* Document excerpt
>> start

If Romney wins the 2012 general election, and he is probably the only Republican Presidential nomination candidate with a plausible chance of doing so, it wouldn't be at all surprising to see him modify a few of the most controversial details of the health care reform law that so closely mirrors what he backed in his own state to save face (e.g. by modifying the "mandate" to buy health insurance in form and replacing it with some more palatable alternative), and to let the bulk of the law including most of substance of its most importance provisions take effect anyway.
Any constitutional challenge to a law must make a credible intellectual claim, at least in public discourse, to being not just sincerely held, but fundamental to our very system of governance. The more openly an idea has been tossed around by both parties in a two party system without strong concerns being voiced about their constitutionality from the outset, the harder it is to make the moral and intellectual claim that the interest allegedly infringed is really so fundamental that it takes on a constitutional dimension. Judicial modesty demands that the courts not resolve mere disputes of plain vanilla economic policy if that is really all that they amount to in the end.
Thus, if one evaluates the constitutional law decision that faces the U.S. Supreme Court when it rules on the constitutionality health care reform law passed by Congress after the 2008 election from the perspective of constitutional jurisprudence as a means of preserving democracy, the health care reform law is a law that the Supreme Court would be ill advised to strike down. And, indeed, it would be best if the U.S. Supreme Court could defer a decision on the constitutional merits of the law's validity as long as possible, to allow the democratic process to continue to play out.

>> end

* Listed records
>> start

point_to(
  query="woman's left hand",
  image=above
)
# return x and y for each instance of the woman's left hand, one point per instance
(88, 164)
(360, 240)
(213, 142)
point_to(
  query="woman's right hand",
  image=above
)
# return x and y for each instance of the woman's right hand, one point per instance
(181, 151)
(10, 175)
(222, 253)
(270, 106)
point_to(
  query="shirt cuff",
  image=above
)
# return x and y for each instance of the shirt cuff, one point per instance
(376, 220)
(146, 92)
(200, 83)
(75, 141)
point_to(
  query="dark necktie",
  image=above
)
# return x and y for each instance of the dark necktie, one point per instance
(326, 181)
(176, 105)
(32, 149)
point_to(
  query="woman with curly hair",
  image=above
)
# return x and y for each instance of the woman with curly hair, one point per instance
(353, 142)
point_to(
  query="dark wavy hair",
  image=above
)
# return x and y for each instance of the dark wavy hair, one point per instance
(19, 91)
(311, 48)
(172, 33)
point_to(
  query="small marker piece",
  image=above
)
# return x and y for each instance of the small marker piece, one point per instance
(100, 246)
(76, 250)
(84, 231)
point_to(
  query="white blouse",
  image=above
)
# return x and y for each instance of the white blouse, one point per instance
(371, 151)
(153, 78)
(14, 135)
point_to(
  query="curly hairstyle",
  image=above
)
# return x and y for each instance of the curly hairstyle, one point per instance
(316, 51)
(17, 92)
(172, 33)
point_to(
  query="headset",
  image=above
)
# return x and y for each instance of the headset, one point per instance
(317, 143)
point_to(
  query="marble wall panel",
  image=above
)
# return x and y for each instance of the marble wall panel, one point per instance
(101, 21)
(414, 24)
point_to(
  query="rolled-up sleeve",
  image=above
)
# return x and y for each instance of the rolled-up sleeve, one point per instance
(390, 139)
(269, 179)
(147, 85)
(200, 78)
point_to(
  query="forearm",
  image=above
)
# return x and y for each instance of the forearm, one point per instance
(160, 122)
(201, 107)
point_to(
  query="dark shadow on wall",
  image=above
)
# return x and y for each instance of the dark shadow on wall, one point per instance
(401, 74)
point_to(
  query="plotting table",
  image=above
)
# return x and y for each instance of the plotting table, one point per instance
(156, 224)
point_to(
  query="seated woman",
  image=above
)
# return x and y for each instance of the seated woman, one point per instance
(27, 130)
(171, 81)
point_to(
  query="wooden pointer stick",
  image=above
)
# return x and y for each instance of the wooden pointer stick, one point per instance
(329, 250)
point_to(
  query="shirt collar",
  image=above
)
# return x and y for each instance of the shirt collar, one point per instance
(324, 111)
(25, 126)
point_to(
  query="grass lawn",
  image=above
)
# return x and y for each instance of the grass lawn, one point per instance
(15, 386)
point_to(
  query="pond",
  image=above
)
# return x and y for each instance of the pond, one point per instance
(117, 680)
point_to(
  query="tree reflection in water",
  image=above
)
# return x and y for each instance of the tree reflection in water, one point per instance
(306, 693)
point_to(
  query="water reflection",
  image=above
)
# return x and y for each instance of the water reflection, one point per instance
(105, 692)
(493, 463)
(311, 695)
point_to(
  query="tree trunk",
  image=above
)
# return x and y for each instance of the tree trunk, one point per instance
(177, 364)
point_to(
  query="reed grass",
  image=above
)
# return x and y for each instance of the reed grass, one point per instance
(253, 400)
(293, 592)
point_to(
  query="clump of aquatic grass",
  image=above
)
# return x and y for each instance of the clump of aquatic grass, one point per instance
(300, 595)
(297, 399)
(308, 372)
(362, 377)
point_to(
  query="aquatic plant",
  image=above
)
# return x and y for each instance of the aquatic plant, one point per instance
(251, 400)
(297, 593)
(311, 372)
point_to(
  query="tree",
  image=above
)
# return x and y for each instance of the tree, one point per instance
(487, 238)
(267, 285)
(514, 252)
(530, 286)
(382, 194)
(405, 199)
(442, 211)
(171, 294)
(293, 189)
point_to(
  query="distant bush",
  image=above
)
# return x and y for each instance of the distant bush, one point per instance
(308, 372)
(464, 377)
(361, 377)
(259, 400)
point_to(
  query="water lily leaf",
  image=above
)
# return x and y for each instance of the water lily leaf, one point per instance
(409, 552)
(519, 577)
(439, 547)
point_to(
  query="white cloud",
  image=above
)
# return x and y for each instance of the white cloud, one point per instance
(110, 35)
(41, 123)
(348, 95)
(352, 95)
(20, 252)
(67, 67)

>> end

* What you will do
1. In the excerpt on the health care reform law, what does judicial modesty demand of the courts?
2. Count the lines of the listing that contain the word “curly” and give only that number.

* Solutions by task
1. That the courts not resolve mere disputes of plain vanilla economic policy if that is really all they amount to in the end.

2. 4